- **Document extract**:
The recommendation raised suspicion amongst progressive councillors and a contentious, five-hour debate ensued.
Watch the March 31, 2015 Toronto Council meeting (1:07:10) video.
They were being asked to accept Byford’s reasoning without having access to the information that informed it. The TTC report was held back from councillors who were not members of the TTC Commission until the night before the council meeting. These same councillors were denied access to the Bechtel assessment and APTA peer review on the basis of confidentiality. To further limit debate, Tory had his deputy mayor Denzil Minnan-Wong introduce a motion to lump the TYSSE sole source recommendation item together with another item requesting a report on TTC delivery options which effectively reduced the time allowed for questions from ten minutes to five. The recommendation was approved 40 to 3.
Read a transcript of the council debate here.

- **Exercise prompt**: Reproduce word for word the passage about the Toronto council debate from "They were being" to "approved 40 to 3.".

- **Material provided**:
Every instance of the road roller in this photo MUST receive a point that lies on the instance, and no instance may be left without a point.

- **Reply**:
They were being asked to accept Byford’s reasoning without having access to the information that informed it. The TTC report was held back from councillors who were not members of the TTC Commission until the night before the council meeting. These same councillors were denied access to the Bechtel assessment and APTA peer review on the basis of confidentiality. To further limit debate, Tory had his deputy mayor Denzil Minnan-Wong introduce a motion to lump the TYSSE sole source recommendation item together with another item requesting a report on TTC delivery options which effectively reduced the time allowed for questions from ten minutes to five. The recommendation was approved 40 to 3.